**Short problem**
Write out the material exactly, without any of its pictures.

**Data supplied**
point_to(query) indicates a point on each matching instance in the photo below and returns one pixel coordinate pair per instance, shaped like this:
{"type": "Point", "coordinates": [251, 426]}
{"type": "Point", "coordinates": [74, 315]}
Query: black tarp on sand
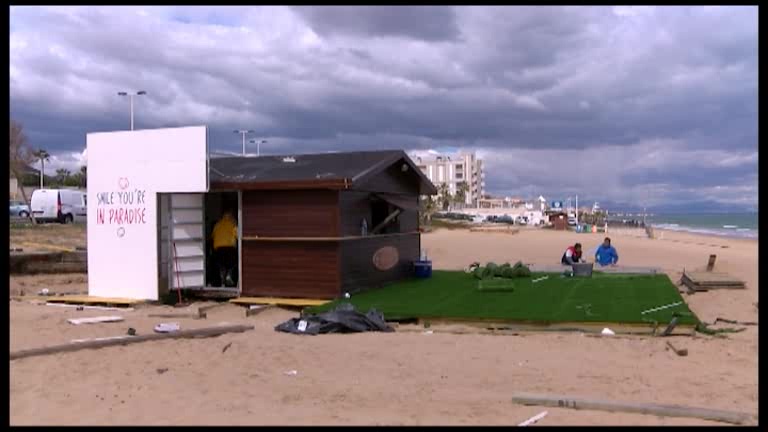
{"type": "Point", "coordinates": [343, 319]}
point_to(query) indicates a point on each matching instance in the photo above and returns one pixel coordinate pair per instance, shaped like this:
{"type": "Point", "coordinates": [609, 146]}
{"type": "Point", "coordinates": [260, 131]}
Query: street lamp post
{"type": "Point", "coordinates": [243, 132]}
{"type": "Point", "coordinates": [130, 96]}
{"type": "Point", "coordinates": [258, 146]}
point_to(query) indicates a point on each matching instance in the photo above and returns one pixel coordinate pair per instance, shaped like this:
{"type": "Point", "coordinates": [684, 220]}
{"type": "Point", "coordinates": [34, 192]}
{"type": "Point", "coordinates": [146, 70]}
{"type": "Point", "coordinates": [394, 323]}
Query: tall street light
{"type": "Point", "coordinates": [258, 145]}
{"type": "Point", "coordinates": [243, 132]}
{"type": "Point", "coordinates": [130, 96]}
{"type": "Point", "coordinates": [43, 156]}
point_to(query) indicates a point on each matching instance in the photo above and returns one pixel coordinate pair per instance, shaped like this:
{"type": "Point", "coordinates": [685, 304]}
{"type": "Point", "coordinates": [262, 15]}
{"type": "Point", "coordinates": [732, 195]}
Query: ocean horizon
{"type": "Point", "coordinates": [737, 225]}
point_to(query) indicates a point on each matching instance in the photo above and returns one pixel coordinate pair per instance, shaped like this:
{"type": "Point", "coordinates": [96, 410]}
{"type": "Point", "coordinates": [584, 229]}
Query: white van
{"type": "Point", "coordinates": [59, 205]}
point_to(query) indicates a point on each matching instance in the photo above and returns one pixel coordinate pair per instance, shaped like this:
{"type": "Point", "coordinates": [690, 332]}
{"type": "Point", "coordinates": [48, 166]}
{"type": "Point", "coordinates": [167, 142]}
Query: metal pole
{"type": "Point", "coordinates": [577, 209]}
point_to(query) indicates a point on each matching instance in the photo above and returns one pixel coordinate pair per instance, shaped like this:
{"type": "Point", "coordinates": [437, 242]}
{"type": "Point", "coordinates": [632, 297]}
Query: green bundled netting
{"type": "Point", "coordinates": [505, 270]}
{"type": "Point", "coordinates": [500, 270]}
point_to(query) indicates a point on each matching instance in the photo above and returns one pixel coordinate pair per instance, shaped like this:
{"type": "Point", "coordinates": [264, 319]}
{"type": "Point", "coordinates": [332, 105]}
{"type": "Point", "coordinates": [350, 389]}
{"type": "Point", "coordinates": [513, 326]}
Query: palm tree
{"type": "Point", "coordinates": [20, 155]}
{"type": "Point", "coordinates": [461, 193]}
{"type": "Point", "coordinates": [428, 207]}
{"type": "Point", "coordinates": [43, 156]}
{"type": "Point", "coordinates": [62, 174]}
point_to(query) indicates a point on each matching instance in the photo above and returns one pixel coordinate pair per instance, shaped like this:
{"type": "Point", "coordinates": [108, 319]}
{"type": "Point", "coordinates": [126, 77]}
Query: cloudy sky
{"type": "Point", "coordinates": [618, 104]}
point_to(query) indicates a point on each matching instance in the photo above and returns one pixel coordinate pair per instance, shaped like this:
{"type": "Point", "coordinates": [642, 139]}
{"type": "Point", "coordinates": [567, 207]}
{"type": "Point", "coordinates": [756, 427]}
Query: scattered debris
{"type": "Point", "coordinates": [703, 328]}
{"type": "Point", "coordinates": [671, 326]}
{"type": "Point", "coordinates": [84, 307]}
{"type": "Point", "coordinates": [681, 352]}
{"type": "Point", "coordinates": [167, 327]}
{"type": "Point", "coordinates": [534, 419]}
{"type": "Point", "coordinates": [197, 315]}
{"type": "Point", "coordinates": [660, 308]}
{"type": "Point", "coordinates": [705, 281]}
{"type": "Point", "coordinates": [640, 408]}
{"type": "Point", "coordinates": [94, 320]}
{"type": "Point", "coordinates": [257, 309]}
{"type": "Point", "coordinates": [711, 262]}
{"type": "Point", "coordinates": [99, 339]}
{"type": "Point", "coordinates": [733, 322]}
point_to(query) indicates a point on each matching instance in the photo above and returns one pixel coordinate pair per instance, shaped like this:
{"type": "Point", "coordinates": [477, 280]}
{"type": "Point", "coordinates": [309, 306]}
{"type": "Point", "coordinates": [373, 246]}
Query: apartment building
{"type": "Point", "coordinates": [453, 169]}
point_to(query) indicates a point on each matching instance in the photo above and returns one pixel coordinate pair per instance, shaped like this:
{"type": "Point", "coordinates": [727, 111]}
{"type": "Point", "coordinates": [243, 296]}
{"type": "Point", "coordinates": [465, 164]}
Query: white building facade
{"type": "Point", "coordinates": [453, 169]}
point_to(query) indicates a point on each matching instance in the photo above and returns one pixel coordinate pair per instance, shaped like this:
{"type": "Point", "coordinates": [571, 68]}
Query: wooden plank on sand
{"type": "Point", "coordinates": [93, 344]}
{"type": "Point", "coordinates": [278, 301]}
{"type": "Point", "coordinates": [85, 299]}
{"type": "Point", "coordinates": [640, 408]}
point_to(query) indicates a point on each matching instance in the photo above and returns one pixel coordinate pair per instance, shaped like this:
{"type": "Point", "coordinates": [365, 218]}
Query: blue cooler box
{"type": "Point", "coordinates": [422, 269]}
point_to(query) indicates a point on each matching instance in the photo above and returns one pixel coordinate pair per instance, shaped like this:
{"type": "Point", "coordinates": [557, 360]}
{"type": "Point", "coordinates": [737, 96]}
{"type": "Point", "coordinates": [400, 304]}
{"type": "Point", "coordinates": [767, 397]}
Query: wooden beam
{"type": "Point", "coordinates": [282, 185]}
{"type": "Point", "coordinates": [321, 239]}
{"type": "Point", "coordinates": [386, 221]}
{"type": "Point", "coordinates": [94, 344]}
{"type": "Point", "coordinates": [640, 408]}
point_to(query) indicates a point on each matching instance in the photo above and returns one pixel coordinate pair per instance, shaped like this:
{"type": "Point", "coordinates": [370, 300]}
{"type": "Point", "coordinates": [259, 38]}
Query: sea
{"type": "Point", "coordinates": [740, 225]}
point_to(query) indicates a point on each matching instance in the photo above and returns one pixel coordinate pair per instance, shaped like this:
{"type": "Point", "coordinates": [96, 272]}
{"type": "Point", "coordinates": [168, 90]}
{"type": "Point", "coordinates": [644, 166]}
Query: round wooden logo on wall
{"type": "Point", "coordinates": [386, 258]}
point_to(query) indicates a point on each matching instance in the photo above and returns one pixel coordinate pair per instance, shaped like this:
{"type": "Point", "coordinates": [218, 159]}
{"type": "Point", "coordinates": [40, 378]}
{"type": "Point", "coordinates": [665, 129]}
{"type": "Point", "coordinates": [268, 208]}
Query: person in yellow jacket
{"type": "Point", "coordinates": [225, 247]}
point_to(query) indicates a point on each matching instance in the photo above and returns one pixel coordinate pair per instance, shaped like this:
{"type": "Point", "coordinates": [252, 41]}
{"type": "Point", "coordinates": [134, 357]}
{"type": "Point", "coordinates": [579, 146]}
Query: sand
{"type": "Point", "coordinates": [48, 237]}
{"type": "Point", "coordinates": [401, 378]}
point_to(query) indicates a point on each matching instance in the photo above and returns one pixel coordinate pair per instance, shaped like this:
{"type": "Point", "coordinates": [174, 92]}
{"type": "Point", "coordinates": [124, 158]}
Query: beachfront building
{"type": "Point", "coordinates": [454, 169]}
{"type": "Point", "coordinates": [308, 225]}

**Result**
point_to(query) indicates a point on each matching instance in the photo below and returns one pixel coordinate pair per instance, shaped like this:
{"type": "Point", "coordinates": [251, 426]}
{"type": "Point", "coordinates": [74, 315]}
Query: black tarp on sand
{"type": "Point", "coordinates": [343, 319]}
point_to(query) indicates a point on each matching instance in the photo above and returns one pixel coordinate pair per instance, shaped like this:
{"type": "Point", "coordinates": [609, 146]}
{"type": "Point", "coordinates": [260, 131]}
Query: street lamp post
{"type": "Point", "coordinates": [243, 132]}
{"type": "Point", "coordinates": [130, 96]}
{"type": "Point", "coordinates": [258, 146]}
point_to(query) indicates a point on each matching instance in the photo above and returns one pixel coordinate pair per instance, shaped like this:
{"type": "Point", "coordinates": [684, 220]}
{"type": "Point", "coordinates": [34, 192]}
{"type": "Point", "coordinates": [146, 70]}
{"type": "Point", "coordinates": [394, 323]}
Query: tall street light
{"type": "Point", "coordinates": [258, 145]}
{"type": "Point", "coordinates": [243, 132]}
{"type": "Point", "coordinates": [130, 96]}
{"type": "Point", "coordinates": [43, 156]}
point_to(query) indicates a point on each matching instance in the photo above and returns one pixel coordinate pair per instance, shaped like this:
{"type": "Point", "coordinates": [685, 304]}
{"type": "Point", "coordinates": [262, 15]}
{"type": "Point", "coordinates": [732, 195]}
Query: ocean horizon
{"type": "Point", "coordinates": [737, 225]}
point_to(query) indicates a point on each matching instance in the photo above and returns one pixel coordinate pair per instance, shaped like this:
{"type": "Point", "coordinates": [96, 410]}
{"type": "Point", "coordinates": [584, 229]}
Query: white van
{"type": "Point", "coordinates": [59, 205]}
point_to(query) indicates a point on each matching instance in the photo above and returns one pixel coordinate pair per instance, shaped like this:
{"type": "Point", "coordinates": [690, 332]}
{"type": "Point", "coordinates": [48, 166]}
{"type": "Point", "coordinates": [167, 142]}
Query: metal pole
{"type": "Point", "coordinates": [577, 209]}
point_to(query) indicates a point on each matching instance in the photo above and returns one pixel coordinate pair per instance, shaped like this:
{"type": "Point", "coordinates": [437, 242]}
{"type": "Point", "coordinates": [632, 297]}
Query: green bundled netting
{"type": "Point", "coordinates": [505, 270]}
{"type": "Point", "coordinates": [500, 270]}
point_to(query) indicates a point on each matching instance in the photo above and returns one pixel coordinate pair per instance, shaped like this:
{"type": "Point", "coordinates": [264, 319]}
{"type": "Point", "coordinates": [332, 105]}
{"type": "Point", "coordinates": [350, 389]}
{"type": "Point", "coordinates": [513, 326]}
Query: palm tree
{"type": "Point", "coordinates": [20, 155]}
{"type": "Point", "coordinates": [461, 193]}
{"type": "Point", "coordinates": [428, 207]}
{"type": "Point", "coordinates": [43, 156]}
{"type": "Point", "coordinates": [62, 174]}
point_to(query) indicates a point on each matching instance in the photo above and returns one pixel coordinate pair per instance, shaped like this:
{"type": "Point", "coordinates": [108, 319]}
{"type": "Point", "coordinates": [126, 77]}
Query: cloudy sky
{"type": "Point", "coordinates": [618, 104]}
point_to(query) indicates a point on each matching instance in the photo above and returns one pixel coordinate pair per instance, shaped like this:
{"type": "Point", "coordinates": [642, 139]}
{"type": "Point", "coordinates": [567, 207]}
{"type": "Point", "coordinates": [756, 427]}
Query: scattered debris
{"type": "Point", "coordinates": [703, 328]}
{"type": "Point", "coordinates": [671, 326]}
{"type": "Point", "coordinates": [84, 307]}
{"type": "Point", "coordinates": [681, 352]}
{"type": "Point", "coordinates": [167, 327]}
{"type": "Point", "coordinates": [534, 419]}
{"type": "Point", "coordinates": [197, 315]}
{"type": "Point", "coordinates": [660, 308]}
{"type": "Point", "coordinates": [705, 281]}
{"type": "Point", "coordinates": [640, 408]}
{"type": "Point", "coordinates": [94, 320]}
{"type": "Point", "coordinates": [257, 309]}
{"type": "Point", "coordinates": [711, 262]}
{"type": "Point", "coordinates": [99, 339]}
{"type": "Point", "coordinates": [733, 322]}
point_to(query) indicates a point on each matching instance in the photo above and returns one pixel coordinate pair per instance, shaped like this:
{"type": "Point", "coordinates": [477, 280]}
{"type": "Point", "coordinates": [309, 306]}
{"type": "Point", "coordinates": [373, 246]}
Query: apartment building
{"type": "Point", "coordinates": [453, 169]}
point_to(query) indicates a point on each matching instance in the photo above and returns one pixel coordinate pair per instance, shaped like this:
{"type": "Point", "coordinates": [727, 111]}
{"type": "Point", "coordinates": [243, 296]}
{"type": "Point", "coordinates": [465, 164]}
Query: white building facade
{"type": "Point", "coordinates": [453, 169]}
point_to(query) indicates a point on each matching instance in the photo above and returns one pixel coordinate pair per instance, shaped like this:
{"type": "Point", "coordinates": [571, 68]}
Query: wooden plank on sand
{"type": "Point", "coordinates": [93, 344]}
{"type": "Point", "coordinates": [278, 301]}
{"type": "Point", "coordinates": [85, 299]}
{"type": "Point", "coordinates": [640, 408]}
point_to(query) indicates a point on each matching instance in the photo above and returns one pixel coordinate pair per instance, shaped like this:
{"type": "Point", "coordinates": [365, 218]}
Query: blue cooler box
{"type": "Point", "coordinates": [422, 269]}
point_to(query) indicates a point on each matching instance in the photo above and returns one pixel coordinate pair per instance, shaped like this:
{"type": "Point", "coordinates": [557, 360]}
{"type": "Point", "coordinates": [737, 96]}
{"type": "Point", "coordinates": [400, 304]}
{"type": "Point", "coordinates": [767, 397]}
Query: wooden beam
{"type": "Point", "coordinates": [282, 185]}
{"type": "Point", "coordinates": [321, 239]}
{"type": "Point", "coordinates": [386, 221]}
{"type": "Point", "coordinates": [94, 344]}
{"type": "Point", "coordinates": [640, 408]}
point_to(query) indicates a point on each matching instance in the photo above and returns one pixel coordinate pair per instance, shaped like this:
{"type": "Point", "coordinates": [370, 300]}
{"type": "Point", "coordinates": [259, 38]}
Query: sea
{"type": "Point", "coordinates": [740, 225]}
point_to(query) indicates a point on each matching instance in the photo above and returns one pixel coordinate pair per instance, shaped like this:
{"type": "Point", "coordinates": [96, 272]}
{"type": "Point", "coordinates": [168, 90]}
{"type": "Point", "coordinates": [644, 166]}
Query: round wooden logo on wall
{"type": "Point", "coordinates": [386, 258]}
point_to(query) indicates a point on each matching instance in the photo above and returns one pixel coordinate pair per instance, shaped like this:
{"type": "Point", "coordinates": [218, 159]}
{"type": "Point", "coordinates": [40, 378]}
{"type": "Point", "coordinates": [665, 129]}
{"type": "Point", "coordinates": [268, 208]}
Query: person in yellow jacket
{"type": "Point", "coordinates": [225, 247]}
point_to(query) indicates a point on each matching instance in the photo above and returns one pixel coordinate pair per instance, shaped like this:
{"type": "Point", "coordinates": [252, 41]}
{"type": "Point", "coordinates": [134, 357]}
{"type": "Point", "coordinates": [579, 146]}
Query: sand
{"type": "Point", "coordinates": [48, 237]}
{"type": "Point", "coordinates": [401, 378]}
point_to(query) indicates a point on each matching instance in the photo above and returns one pixel coordinate pair per instance, shaped like this:
{"type": "Point", "coordinates": [174, 92]}
{"type": "Point", "coordinates": [124, 158]}
Query: beachfront building
{"type": "Point", "coordinates": [454, 169]}
{"type": "Point", "coordinates": [308, 225]}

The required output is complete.